Prompt
Which lines in the records contain the word "shadow"? Pick out each of those lines and copy it.
-- Material for this task start --
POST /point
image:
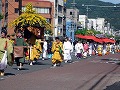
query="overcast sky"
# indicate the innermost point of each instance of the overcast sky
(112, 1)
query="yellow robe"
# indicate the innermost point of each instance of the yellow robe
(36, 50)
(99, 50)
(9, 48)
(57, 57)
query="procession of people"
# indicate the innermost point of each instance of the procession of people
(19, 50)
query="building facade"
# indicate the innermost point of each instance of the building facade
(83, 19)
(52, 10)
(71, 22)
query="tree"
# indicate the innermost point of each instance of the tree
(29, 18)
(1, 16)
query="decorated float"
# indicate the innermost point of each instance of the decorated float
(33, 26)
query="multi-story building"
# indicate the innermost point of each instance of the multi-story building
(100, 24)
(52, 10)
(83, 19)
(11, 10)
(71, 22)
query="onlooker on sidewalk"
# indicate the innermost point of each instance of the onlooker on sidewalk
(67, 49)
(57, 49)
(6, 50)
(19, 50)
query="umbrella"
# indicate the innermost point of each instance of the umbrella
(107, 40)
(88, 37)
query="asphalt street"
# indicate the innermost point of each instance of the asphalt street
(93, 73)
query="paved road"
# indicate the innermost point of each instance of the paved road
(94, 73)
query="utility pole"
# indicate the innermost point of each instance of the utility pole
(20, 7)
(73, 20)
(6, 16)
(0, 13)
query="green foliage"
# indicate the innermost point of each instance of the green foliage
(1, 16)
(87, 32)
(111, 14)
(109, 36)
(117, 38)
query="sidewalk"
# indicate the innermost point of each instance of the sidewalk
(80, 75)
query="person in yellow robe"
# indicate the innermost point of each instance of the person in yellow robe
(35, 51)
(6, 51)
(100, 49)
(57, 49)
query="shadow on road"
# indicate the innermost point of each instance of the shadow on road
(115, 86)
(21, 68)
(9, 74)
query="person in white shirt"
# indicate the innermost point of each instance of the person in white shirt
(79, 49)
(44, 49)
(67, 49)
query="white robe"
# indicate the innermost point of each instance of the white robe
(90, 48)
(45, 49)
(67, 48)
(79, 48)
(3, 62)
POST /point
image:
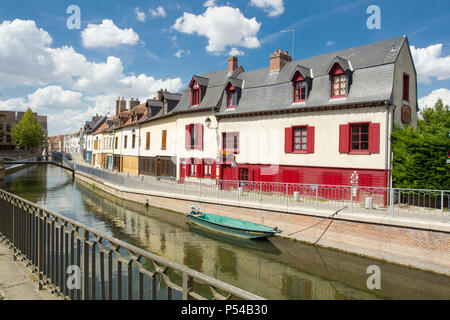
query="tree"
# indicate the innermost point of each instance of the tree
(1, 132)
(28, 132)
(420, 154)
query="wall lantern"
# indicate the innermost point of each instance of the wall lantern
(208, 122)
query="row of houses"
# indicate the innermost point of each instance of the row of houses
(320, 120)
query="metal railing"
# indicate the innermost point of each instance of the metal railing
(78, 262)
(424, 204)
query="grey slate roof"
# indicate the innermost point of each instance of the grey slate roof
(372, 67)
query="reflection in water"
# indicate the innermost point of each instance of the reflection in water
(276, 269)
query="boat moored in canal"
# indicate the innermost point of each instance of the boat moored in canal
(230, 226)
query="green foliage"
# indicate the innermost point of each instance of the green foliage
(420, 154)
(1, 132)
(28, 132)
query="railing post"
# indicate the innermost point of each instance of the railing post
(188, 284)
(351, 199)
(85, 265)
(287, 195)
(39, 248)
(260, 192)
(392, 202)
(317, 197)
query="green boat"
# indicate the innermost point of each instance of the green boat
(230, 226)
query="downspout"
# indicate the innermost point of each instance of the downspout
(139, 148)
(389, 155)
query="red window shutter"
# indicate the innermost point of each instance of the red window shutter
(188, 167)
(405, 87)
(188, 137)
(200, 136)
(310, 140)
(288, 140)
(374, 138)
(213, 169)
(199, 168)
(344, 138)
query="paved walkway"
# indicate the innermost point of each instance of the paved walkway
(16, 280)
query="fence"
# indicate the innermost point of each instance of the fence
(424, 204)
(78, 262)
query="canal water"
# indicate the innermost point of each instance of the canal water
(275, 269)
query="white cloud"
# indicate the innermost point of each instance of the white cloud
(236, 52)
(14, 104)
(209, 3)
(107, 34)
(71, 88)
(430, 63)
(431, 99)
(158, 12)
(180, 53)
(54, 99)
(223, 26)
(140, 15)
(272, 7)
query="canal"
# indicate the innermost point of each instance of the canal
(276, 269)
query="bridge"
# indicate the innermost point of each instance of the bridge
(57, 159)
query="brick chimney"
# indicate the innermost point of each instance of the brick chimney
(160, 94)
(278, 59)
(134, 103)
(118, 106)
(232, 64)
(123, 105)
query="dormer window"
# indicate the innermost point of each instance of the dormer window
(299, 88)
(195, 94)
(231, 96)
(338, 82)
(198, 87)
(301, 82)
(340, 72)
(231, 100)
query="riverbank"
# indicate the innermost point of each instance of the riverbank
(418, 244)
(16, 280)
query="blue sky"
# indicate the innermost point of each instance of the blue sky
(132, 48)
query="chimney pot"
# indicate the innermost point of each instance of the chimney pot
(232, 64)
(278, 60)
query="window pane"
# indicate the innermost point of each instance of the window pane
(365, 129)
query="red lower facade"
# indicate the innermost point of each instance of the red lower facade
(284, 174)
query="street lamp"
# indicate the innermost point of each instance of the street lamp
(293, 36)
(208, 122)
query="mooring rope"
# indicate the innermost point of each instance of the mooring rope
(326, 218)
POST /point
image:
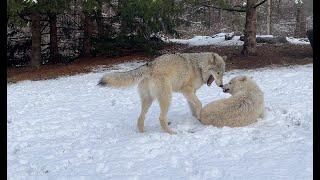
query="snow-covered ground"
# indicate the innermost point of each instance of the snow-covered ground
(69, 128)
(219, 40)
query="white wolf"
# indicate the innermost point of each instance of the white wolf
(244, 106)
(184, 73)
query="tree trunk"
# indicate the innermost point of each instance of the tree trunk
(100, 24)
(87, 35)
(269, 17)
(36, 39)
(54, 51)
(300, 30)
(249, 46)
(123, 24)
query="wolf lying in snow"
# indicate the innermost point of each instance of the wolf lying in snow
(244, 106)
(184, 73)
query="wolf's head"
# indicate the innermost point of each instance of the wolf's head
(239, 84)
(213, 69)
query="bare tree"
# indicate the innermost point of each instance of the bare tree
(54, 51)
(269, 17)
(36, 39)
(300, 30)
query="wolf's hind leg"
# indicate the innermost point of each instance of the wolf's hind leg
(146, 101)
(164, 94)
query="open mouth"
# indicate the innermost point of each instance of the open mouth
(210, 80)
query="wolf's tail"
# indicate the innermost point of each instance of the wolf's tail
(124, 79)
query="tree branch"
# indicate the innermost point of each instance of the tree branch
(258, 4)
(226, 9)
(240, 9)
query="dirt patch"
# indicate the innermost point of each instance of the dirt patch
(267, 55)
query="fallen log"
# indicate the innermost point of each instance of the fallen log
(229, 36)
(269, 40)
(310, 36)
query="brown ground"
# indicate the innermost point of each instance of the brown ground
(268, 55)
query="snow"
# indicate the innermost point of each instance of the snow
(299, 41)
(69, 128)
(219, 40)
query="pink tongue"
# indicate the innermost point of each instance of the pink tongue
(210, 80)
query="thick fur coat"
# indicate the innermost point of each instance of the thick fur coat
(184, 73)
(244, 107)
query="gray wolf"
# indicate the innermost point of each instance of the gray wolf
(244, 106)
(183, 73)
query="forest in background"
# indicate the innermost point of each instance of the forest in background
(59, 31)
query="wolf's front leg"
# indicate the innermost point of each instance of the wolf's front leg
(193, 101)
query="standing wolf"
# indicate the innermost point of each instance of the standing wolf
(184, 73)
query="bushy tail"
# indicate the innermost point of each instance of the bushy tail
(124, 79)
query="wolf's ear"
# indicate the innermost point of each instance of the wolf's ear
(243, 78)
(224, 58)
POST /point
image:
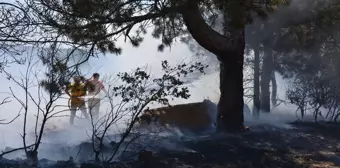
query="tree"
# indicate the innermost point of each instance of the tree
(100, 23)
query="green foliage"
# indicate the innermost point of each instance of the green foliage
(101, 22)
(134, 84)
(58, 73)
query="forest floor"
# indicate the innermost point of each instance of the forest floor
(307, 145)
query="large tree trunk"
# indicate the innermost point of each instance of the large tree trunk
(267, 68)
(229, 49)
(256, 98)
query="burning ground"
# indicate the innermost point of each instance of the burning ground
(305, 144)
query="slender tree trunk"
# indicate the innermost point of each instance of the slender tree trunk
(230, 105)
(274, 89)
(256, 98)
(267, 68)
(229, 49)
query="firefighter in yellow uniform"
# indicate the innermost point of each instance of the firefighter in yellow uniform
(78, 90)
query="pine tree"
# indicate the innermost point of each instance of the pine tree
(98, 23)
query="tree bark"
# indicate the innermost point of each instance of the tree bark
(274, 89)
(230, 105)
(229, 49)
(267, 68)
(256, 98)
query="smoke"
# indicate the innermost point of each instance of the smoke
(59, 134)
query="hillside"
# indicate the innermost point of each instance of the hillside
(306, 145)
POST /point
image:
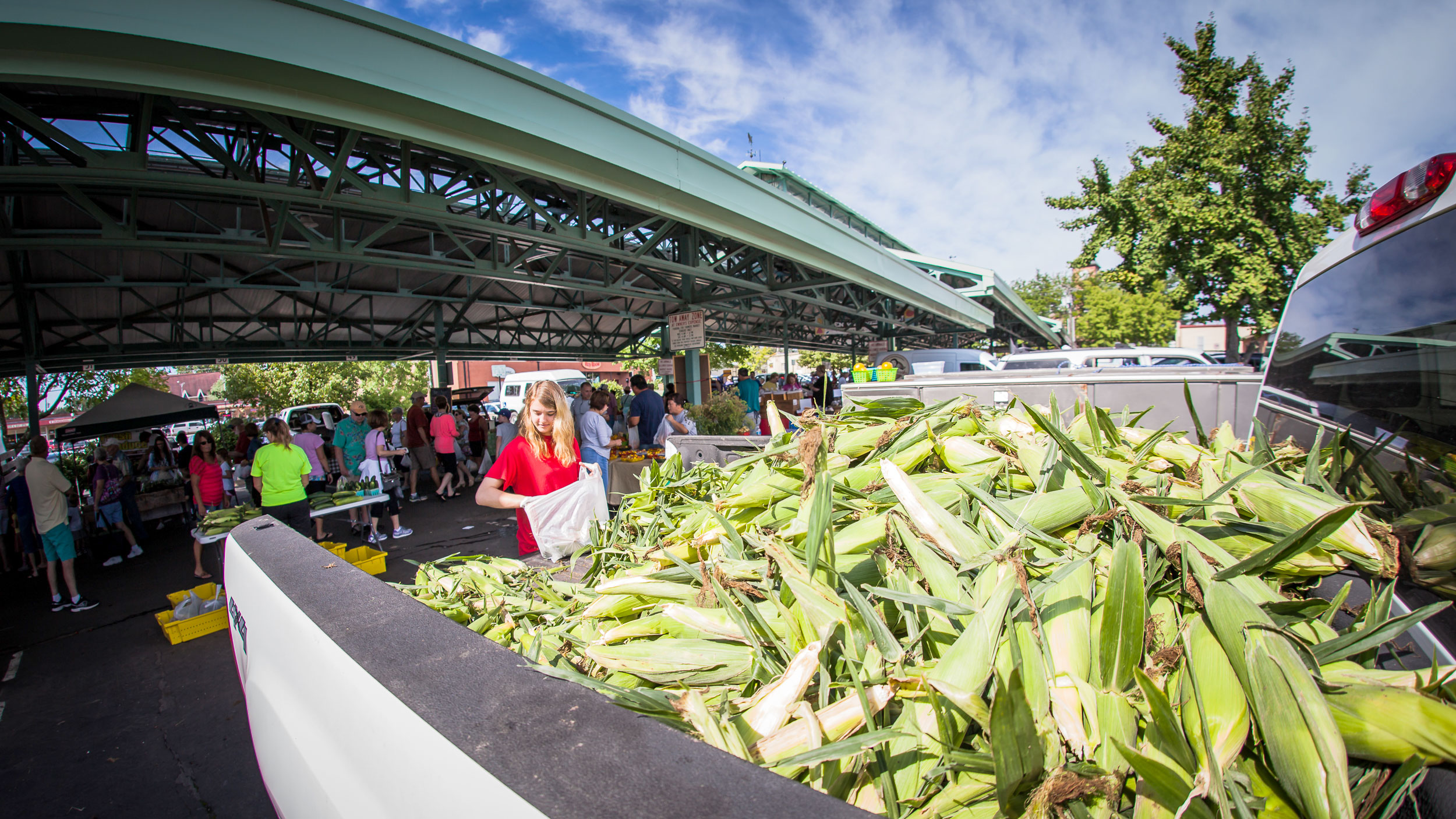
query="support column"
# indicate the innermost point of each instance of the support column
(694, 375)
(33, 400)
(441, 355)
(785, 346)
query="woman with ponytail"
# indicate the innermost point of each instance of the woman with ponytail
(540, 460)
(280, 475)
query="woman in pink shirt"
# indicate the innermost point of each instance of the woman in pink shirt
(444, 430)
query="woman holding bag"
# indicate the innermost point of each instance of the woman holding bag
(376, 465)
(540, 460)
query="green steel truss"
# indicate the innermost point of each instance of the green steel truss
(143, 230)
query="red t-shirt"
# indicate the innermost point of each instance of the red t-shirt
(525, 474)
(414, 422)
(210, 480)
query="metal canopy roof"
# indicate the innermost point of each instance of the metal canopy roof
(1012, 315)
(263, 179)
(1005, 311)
-- Material for this task end --
Answer to this task
query="shadow on road"
# indicate the innermost point of each instance of the shadow on road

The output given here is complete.